■ Problem requirements: Show every line of the records below that contains the word "hair".

■ Working data:

---

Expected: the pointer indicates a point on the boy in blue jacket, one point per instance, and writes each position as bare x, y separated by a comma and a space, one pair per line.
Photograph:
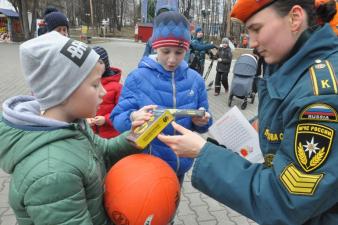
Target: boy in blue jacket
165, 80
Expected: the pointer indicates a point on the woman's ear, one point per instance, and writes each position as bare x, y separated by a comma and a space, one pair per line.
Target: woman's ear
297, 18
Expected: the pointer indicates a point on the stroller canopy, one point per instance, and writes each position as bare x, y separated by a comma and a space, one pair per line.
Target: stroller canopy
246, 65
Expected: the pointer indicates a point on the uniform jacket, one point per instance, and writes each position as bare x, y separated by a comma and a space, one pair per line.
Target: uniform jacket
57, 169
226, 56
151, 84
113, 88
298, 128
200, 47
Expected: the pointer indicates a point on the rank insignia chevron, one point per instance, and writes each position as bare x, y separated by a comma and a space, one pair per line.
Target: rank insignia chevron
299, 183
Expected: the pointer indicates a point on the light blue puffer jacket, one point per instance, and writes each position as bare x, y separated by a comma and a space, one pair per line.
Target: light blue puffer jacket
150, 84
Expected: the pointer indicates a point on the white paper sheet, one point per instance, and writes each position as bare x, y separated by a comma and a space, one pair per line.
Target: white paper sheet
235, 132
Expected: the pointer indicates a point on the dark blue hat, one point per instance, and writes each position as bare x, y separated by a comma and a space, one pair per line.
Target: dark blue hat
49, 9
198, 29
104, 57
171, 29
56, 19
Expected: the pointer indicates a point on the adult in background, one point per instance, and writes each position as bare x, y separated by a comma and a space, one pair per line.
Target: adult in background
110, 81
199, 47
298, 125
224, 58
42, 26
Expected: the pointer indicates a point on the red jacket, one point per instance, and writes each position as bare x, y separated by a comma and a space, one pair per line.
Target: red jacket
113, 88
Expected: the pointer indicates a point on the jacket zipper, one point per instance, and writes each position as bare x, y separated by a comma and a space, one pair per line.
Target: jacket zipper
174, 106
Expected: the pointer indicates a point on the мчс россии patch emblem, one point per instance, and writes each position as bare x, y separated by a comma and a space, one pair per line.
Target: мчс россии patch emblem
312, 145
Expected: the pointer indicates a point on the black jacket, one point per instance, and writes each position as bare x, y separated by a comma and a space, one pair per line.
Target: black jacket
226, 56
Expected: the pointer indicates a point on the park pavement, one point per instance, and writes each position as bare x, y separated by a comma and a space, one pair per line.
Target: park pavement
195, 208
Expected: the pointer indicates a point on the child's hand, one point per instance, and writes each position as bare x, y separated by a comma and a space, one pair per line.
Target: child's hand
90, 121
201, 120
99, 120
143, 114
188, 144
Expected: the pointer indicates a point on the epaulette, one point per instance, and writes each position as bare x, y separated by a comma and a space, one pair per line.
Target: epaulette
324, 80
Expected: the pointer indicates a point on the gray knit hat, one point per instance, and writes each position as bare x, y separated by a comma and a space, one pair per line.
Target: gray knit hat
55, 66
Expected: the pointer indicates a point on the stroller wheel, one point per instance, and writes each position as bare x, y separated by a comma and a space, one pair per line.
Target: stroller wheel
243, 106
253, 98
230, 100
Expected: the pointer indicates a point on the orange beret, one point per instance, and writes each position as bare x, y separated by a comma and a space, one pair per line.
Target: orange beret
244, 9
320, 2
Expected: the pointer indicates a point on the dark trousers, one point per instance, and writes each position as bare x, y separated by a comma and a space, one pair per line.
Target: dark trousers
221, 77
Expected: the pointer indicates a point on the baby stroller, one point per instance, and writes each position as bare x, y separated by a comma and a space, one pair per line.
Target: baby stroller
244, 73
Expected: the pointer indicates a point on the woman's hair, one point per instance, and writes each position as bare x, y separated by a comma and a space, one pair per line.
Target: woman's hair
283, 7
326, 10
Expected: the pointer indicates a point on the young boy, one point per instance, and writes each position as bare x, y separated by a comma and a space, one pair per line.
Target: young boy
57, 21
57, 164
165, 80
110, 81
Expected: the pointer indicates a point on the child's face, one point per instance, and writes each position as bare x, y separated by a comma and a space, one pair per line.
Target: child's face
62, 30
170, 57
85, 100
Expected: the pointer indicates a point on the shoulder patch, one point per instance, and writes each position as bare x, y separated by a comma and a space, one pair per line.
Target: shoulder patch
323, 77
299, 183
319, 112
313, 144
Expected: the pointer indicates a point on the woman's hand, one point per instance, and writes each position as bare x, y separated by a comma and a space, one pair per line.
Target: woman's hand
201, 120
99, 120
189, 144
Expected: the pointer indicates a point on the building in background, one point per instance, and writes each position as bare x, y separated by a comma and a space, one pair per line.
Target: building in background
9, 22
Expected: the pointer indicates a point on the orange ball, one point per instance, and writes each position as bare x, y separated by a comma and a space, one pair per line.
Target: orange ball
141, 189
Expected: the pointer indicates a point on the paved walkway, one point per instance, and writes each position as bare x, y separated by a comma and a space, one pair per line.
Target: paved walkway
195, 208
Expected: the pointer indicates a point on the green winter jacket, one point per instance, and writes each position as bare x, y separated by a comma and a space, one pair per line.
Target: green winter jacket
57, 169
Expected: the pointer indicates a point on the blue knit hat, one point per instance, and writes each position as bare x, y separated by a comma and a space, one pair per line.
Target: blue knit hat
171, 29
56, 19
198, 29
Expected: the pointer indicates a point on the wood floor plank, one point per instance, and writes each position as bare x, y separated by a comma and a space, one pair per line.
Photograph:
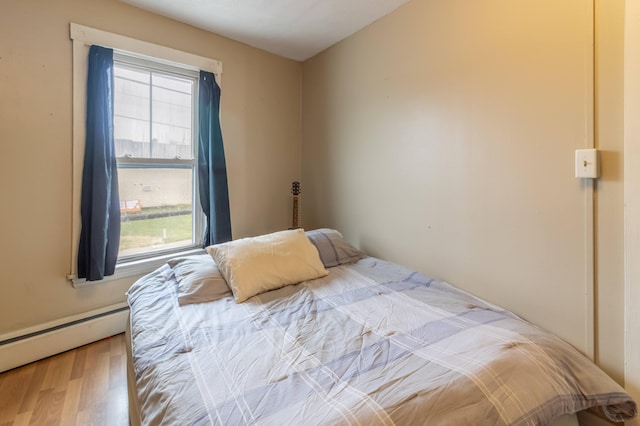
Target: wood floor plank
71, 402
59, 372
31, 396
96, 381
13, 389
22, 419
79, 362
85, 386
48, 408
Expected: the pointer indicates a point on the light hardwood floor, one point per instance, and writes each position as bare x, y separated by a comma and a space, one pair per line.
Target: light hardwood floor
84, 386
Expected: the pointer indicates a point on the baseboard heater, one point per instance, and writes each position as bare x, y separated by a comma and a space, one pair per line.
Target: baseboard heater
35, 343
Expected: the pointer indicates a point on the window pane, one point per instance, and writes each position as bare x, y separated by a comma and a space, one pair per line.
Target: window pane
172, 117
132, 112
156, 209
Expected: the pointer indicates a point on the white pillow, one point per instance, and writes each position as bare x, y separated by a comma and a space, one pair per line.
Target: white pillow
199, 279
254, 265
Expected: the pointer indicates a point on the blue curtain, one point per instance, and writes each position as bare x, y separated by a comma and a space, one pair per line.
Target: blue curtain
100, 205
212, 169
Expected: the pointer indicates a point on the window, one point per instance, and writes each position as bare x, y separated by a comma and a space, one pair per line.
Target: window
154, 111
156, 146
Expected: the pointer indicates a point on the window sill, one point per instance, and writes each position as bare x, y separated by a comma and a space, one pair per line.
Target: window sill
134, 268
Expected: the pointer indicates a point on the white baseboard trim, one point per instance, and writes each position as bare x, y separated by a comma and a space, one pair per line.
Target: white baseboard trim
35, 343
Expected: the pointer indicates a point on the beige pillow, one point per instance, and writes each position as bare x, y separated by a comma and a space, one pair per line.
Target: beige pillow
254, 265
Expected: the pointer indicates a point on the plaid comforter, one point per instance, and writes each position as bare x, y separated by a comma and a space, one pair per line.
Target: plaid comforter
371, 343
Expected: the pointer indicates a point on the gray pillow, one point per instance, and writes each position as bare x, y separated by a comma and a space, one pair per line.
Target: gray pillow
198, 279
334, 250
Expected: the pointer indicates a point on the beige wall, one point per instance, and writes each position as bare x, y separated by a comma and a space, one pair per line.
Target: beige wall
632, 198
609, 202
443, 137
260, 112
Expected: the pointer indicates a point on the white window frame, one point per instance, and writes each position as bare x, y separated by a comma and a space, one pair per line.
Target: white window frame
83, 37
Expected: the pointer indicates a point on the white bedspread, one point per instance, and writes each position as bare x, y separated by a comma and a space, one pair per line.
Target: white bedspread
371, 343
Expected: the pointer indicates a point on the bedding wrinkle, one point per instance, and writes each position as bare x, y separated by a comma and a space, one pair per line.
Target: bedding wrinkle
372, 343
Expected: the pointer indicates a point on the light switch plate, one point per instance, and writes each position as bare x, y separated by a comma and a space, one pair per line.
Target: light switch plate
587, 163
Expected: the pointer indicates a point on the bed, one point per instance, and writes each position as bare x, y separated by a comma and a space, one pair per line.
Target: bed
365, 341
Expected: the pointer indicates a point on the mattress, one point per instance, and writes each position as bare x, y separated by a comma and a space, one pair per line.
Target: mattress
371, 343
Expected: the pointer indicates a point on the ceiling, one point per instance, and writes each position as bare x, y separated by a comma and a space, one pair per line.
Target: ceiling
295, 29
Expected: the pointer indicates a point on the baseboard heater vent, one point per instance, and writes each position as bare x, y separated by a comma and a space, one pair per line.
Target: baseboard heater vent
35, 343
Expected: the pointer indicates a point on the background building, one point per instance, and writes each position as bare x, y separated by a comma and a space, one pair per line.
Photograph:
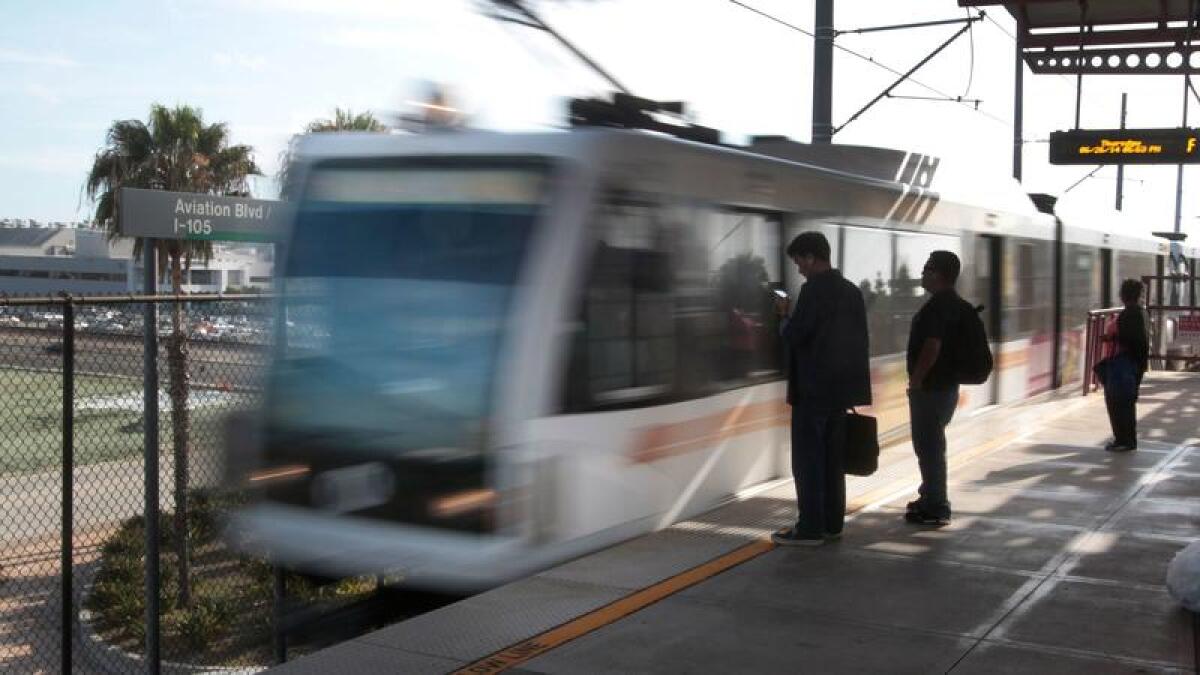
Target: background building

---

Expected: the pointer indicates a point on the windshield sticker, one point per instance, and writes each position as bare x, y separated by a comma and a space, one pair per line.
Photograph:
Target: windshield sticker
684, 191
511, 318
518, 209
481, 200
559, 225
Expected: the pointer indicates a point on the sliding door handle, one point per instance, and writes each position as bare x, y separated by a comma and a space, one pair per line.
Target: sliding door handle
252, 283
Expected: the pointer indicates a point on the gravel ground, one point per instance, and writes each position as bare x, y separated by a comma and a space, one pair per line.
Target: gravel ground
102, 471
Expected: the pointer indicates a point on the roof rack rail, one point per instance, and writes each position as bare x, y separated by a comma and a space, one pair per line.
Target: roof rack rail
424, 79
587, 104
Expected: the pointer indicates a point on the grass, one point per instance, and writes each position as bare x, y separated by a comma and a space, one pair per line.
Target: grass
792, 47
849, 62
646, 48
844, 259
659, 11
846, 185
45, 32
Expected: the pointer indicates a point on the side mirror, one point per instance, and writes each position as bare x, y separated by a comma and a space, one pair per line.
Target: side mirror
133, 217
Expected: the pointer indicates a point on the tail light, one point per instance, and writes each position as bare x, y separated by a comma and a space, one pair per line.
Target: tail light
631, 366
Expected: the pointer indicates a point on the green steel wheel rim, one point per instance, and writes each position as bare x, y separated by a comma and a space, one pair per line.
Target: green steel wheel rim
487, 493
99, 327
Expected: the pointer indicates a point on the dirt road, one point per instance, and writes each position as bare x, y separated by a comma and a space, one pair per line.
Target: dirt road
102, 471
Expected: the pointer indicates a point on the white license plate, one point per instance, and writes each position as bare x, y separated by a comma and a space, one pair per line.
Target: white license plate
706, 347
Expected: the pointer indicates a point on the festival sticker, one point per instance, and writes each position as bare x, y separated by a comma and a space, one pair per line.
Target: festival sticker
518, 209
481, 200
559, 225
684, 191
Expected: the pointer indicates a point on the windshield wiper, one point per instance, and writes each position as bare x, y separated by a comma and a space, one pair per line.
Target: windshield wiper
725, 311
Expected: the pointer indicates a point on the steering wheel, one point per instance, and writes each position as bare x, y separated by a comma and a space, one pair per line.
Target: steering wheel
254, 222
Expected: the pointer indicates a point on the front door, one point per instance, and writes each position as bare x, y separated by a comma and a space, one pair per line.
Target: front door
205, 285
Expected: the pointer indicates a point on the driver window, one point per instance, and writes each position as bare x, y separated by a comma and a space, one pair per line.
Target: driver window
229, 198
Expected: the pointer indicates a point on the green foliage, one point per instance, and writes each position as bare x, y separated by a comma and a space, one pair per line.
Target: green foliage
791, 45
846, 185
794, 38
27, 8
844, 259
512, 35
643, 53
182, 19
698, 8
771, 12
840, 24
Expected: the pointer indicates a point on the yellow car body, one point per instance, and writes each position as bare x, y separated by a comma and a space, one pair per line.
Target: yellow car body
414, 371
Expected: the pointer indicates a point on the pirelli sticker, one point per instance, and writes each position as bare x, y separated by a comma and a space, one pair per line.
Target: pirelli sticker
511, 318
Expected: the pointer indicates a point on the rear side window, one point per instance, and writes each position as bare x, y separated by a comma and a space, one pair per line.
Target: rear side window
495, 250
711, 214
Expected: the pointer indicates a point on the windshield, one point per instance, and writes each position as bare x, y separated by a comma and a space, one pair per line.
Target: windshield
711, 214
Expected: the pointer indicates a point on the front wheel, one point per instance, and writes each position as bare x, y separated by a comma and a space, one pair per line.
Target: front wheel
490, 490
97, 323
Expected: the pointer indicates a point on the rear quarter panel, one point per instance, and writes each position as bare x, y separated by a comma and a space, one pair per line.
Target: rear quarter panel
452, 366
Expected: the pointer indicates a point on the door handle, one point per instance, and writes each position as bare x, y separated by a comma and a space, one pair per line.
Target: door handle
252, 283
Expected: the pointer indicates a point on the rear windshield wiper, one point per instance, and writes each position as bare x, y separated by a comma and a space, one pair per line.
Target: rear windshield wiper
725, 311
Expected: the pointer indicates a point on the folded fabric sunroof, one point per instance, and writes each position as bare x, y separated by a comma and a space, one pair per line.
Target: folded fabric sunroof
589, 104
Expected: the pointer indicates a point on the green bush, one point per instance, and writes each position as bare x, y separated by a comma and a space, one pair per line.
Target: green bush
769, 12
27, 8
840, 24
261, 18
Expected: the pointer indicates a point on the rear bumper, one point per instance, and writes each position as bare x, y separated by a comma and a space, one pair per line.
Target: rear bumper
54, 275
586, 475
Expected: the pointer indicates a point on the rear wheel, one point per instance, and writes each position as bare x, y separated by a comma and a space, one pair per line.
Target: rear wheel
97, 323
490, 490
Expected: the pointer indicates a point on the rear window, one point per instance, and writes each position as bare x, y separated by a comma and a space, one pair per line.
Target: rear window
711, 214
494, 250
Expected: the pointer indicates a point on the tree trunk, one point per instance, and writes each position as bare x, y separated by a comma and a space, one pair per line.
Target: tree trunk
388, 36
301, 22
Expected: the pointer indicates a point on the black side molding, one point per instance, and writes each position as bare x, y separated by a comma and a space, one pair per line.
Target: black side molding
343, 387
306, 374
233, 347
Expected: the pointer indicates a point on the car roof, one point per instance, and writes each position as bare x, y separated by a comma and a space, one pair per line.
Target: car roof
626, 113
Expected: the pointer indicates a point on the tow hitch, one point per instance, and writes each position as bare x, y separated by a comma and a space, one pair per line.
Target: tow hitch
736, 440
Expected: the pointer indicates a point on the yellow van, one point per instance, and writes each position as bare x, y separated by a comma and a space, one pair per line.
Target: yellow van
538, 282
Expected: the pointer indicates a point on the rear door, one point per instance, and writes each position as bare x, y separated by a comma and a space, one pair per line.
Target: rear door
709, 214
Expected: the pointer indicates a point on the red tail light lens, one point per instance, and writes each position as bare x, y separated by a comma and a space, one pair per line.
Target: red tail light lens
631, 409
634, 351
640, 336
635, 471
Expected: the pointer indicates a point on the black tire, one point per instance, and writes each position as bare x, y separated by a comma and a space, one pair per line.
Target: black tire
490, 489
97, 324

---

■ Reply to the exercise:
Expected: the pointer indicates a point on the woman's hair, one point per instance, and writes each position as bare x, y separated by a comma and a space, one pair per line.
Target: woman's hair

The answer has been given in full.